>> start
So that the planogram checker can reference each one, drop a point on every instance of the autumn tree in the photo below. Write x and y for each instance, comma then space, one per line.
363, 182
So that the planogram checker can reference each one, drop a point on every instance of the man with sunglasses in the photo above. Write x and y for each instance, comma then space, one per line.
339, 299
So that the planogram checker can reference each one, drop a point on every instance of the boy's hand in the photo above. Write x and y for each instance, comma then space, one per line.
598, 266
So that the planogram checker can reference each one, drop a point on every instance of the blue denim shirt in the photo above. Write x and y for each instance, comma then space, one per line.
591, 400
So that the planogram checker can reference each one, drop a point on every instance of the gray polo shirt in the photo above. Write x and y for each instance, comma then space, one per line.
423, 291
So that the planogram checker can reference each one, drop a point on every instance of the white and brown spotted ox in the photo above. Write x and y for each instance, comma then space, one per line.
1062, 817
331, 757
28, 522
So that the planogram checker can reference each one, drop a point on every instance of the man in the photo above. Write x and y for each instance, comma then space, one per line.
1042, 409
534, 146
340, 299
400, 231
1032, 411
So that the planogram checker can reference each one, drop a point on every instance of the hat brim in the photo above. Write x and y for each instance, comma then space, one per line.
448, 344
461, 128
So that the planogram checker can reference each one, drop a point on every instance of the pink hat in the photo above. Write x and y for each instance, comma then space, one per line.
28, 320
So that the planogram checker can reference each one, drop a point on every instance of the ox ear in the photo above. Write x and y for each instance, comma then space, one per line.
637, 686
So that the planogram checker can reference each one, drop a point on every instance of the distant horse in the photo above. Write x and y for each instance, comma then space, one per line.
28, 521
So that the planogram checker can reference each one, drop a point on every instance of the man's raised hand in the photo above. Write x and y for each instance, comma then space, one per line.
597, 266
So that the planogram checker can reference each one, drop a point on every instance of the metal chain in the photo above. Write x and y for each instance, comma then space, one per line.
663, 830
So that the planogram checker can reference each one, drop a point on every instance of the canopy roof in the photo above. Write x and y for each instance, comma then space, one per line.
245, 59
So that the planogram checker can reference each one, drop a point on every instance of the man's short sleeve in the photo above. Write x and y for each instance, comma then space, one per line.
>> end
**Problem to solve**
Reproduce the listing in full. Keep it exactly as written.

**Written answer**
So that the planogram checker can reference each one, drop a point on every instance of the autumn tree in the photo below. Write x and y for each instance, comma then space, one per line.
363, 182
So that the planogram checker can reference each one, drop a point on every instance of the man with sunglasses in the photo above. Write x and y for each instance, comma then space, one per line.
339, 299
So that the planogram checker can reference each one, drop a point on every instance of the boy's hand in the photo above. Write x and y for each instance, comma then space, one per line.
598, 266
So that the planogram checker can reference each one, drop a point on every instance of the blue denim shirt in the photo above. Write x and y for each instance, comma then space, one per line.
591, 400
So that the planogram checker can reference each one, drop a point on every instance of the gray polo shirt in the photo above. Write x and y for each instance, comma then space, one per line.
423, 291
So that the planogram checker can reference each one, drop a point on every instance of the white and brown spotted ox in the photo above. Write x and y for each instance, comma then space, one per line.
1062, 817
331, 757
28, 522
So that the planogram checker can reference each one, drop a point on every instance of the man in the photo above. Write x and y for each instance, comma then space, one per line.
1042, 409
534, 146
340, 299
400, 231
1032, 411
So that the planogram checker can reference each one, drop a point on every instance of the hat brim in the photo above. Write x and y for each instance, comma then space, one per line.
448, 344
461, 128
So that the planogram checker can reference each one, drop a point on every instance of the pink hat in the photo above. Write x and y for each instance, comma then space, one per line.
28, 320
So that the planogram checker can reference each one, drop a point on every instance of the ox ear in the photo above. Write x and y for each instance, comma then space, one per line.
637, 686
So that the planogram checker can reference each one, drop a point on every instance of the distant horse in the photo above. Write x and y for each instance, comma then space, one per line.
28, 521
So that the planogram checker can reference each one, drop a point on every instance of the man's raised hand in the photo above. Write x and y for each instance, comma then space, one per line.
597, 266
So that the planogram checker can reference each one, drop a point on every instance of the metal chain in the photo above. Write x and y for each instance, comma then space, one per line.
663, 830
So that the planogram checker can reference each one, drop a point on every instance of the canopy roof in the photo above. Write x and y for each instance, comma then space, one per line.
245, 59
So that the planogram checker can reference each one, drop a point on every instance of the man's short sleeve in the photo above. Write x and y for each instance, comma then space, one per line.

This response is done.